Your goal » Print each record exactly, with no word added or removed.

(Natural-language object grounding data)
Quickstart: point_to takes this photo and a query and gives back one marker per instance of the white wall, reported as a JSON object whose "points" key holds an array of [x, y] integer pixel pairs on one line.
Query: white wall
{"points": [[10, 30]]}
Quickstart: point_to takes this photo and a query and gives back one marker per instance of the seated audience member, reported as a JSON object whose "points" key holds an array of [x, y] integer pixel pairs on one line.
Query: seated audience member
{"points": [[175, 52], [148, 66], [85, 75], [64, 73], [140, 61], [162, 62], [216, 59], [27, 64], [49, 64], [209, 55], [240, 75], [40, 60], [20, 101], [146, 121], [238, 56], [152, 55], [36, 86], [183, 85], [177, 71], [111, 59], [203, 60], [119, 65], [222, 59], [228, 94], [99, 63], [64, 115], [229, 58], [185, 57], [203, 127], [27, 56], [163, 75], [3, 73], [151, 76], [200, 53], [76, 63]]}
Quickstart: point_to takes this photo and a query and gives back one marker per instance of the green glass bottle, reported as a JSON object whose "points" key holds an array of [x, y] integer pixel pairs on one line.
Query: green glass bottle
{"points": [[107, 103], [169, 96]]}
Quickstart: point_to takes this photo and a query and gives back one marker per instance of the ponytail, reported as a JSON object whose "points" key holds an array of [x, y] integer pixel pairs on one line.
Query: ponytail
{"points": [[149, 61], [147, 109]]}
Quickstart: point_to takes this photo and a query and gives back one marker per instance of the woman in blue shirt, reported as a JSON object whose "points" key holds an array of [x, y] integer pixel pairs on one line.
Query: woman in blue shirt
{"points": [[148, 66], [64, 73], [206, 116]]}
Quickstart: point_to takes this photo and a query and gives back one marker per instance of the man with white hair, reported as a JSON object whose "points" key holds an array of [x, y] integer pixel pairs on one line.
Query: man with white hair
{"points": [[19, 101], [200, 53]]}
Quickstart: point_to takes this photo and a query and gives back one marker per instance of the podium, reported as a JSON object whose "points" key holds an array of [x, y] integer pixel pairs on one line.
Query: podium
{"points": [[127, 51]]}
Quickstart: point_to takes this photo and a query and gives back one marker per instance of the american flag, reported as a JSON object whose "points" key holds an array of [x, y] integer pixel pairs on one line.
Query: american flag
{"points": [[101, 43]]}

Exercise solution »
Quickstart: point_to takes this photo and a query and gives back one marker per instance of the white wall, reported as a JSON object whose "points" key holds an array of [x, y] integer pixel pairs on one line.
Query: white wall
{"points": [[10, 30]]}
Quickstart: point_to takes this photo and a query and gives back one marker per instance of the seated audience member, reported as a JSON object whose "points" key holds an array of [x, y] integer pixel pairs on one line.
Query: seated audience member
{"points": [[175, 52], [148, 66], [85, 75], [64, 73], [140, 61], [162, 62], [216, 59], [27, 64], [49, 64], [209, 55], [240, 75], [40, 60], [20, 101], [146, 121], [238, 56], [152, 55], [36, 86], [183, 85], [177, 71], [111, 59], [203, 60], [119, 65], [222, 59], [228, 94], [99, 63], [64, 115], [229, 58], [185, 57], [203, 127], [27, 56], [163, 75], [3, 73], [151, 76], [200, 53], [76, 63]]}
Quickstart: point_to takes this photo and a query and gives back one marker per instance of the green glass bottle, reported as a JSON object whose "points" key holds an array of [x, y] integer pixel pairs on one line.
Query: green glass bottle
{"points": [[107, 103], [169, 96]]}
Quickstart: point_to takes this photo and a query and gives back one marker per instance of the ponytail, reported as a JSON object whose "points" key holds an array of [x, y] integer pixel pairs on one line.
Query: ponytail
{"points": [[149, 61], [147, 109]]}
Quickstart: point_to takes this photo and a query and gives back one marker per instance of the woman in blue shirt, reported as a JSON object whose "points" key holds an array of [x, y] integer pixel pairs on one line.
Query: woman in blue shirt
{"points": [[148, 66], [64, 73], [206, 116]]}
Quickstart: point_to takes this photo and a query and gives back one marker per instance of the man with white hair, reported as a JSON object whose "points" key holds an array of [x, y] integer pixel pairs on one line.
Query: man with white hair
{"points": [[19, 101], [200, 53]]}
Quickstart: point_to takes this photo and a query and gives back one marker per instance of the podium, reported as a JSON object whose "points" key holds an array of [x, y] integer pixel pairs on one line.
Query: podium
{"points": [[127, 51]]}
Quickstart: point_to takes this photo and a query and gives back one marker per instance of the american flag, reported as a JSON object whose "points" key holds an array of [x, y] integer pixel pairs on one line.
Query: american flag
{"points": [[101, 43]]}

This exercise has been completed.